• _Task directions_
Retype all of the lines below with no changes.

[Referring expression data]

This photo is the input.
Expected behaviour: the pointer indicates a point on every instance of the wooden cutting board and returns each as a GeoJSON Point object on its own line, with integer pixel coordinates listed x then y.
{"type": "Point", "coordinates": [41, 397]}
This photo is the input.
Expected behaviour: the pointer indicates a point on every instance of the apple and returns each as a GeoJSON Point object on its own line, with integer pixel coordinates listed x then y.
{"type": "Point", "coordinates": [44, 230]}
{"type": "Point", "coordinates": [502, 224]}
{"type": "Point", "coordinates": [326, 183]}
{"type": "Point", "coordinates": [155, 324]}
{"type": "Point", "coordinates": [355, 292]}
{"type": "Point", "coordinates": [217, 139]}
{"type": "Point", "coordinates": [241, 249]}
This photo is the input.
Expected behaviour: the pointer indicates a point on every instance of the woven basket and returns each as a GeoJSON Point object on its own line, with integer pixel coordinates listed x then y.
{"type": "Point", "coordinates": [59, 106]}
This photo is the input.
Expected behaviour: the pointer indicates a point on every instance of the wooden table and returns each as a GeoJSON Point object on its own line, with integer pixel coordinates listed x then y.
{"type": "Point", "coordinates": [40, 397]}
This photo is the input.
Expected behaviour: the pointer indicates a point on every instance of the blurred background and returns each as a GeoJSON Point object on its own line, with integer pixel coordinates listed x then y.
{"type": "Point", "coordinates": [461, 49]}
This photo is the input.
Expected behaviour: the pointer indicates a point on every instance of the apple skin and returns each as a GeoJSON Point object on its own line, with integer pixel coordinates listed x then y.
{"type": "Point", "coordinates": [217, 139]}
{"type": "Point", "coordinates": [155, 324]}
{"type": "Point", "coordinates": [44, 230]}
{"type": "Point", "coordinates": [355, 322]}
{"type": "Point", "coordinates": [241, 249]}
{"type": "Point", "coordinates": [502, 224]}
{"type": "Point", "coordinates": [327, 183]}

• _Answer box_
This photo is the input.
Expected behaviour: the pointer indicates a point on every instance of the wooden cutting board and returns each as a GeoJSON Point object on its own line, with integer pixel coordinates listed x then y.
{"type": "Point", "coordinates": [41, 397]}
This photo is the input.
Expected behaviour: the pointer indicates a point on every instance of the apple and returns each as a GeoJSON Point object on its own line, with integer pixel coordinates listed x then y.
{"type": "Point", "coordinates": [44, 230]}
{"type": "Point", "coordinates": [502, 224]}
{"type": "Point", "coordinates": [326, 183]}
{"type": "Point", "coordinates": [155, 324]}
{"type": "Point", "coordinates": [355, 292]}
{"type": "Point", "coordinates": [217, 139]}
{"type": "Point", "coordinates": [241, 249]}
This photo is the input.
Expected behaviour: the pointer indicates a point on every instance of the woven basket and returns each as a GeoJSON Point object on its own line, with integer pixel coordinates listed x then y.
{"type": "Point", "coordinates": [59, 106]}
This photo is the input.
Expected behaviour: the pointer indicates a point on every instance of the wooden table and returns each as a GeoJSON Point object on its own line, with integer pixel coordinates listed x then y.
{"type": "Point", "coordinates": [40, 397]}
This photo is the input.
Expected behaviour: the pointer indicates a point on every instance of the blurred background and returns each as a GeoJSON Point object on its own line, with integer pixel coordinates listed x then y.
{"type": "Point", "coordinates": [461, 49]}
This photo is the input.
Expected behaviour: the pointer indicates a point on every instance of the apple skin and returns each as a GeoJSON Point object on its own line, with integer pixel coordinates listed x then y.
{"type": "Point", "coordinates": [217, 139]}
{"type": "Point", "coordinates": [155, 324]}
{"type": "Point", "coordinates": [44, 230]}
{"type": "Point", "coordinates": [355, 322]}
{"type": "Point", "coordinates": [241, 249]}
{"type": "Point", "coordinates": [502, 224]}
{"type": "Point", "coordinates": [327, 183]}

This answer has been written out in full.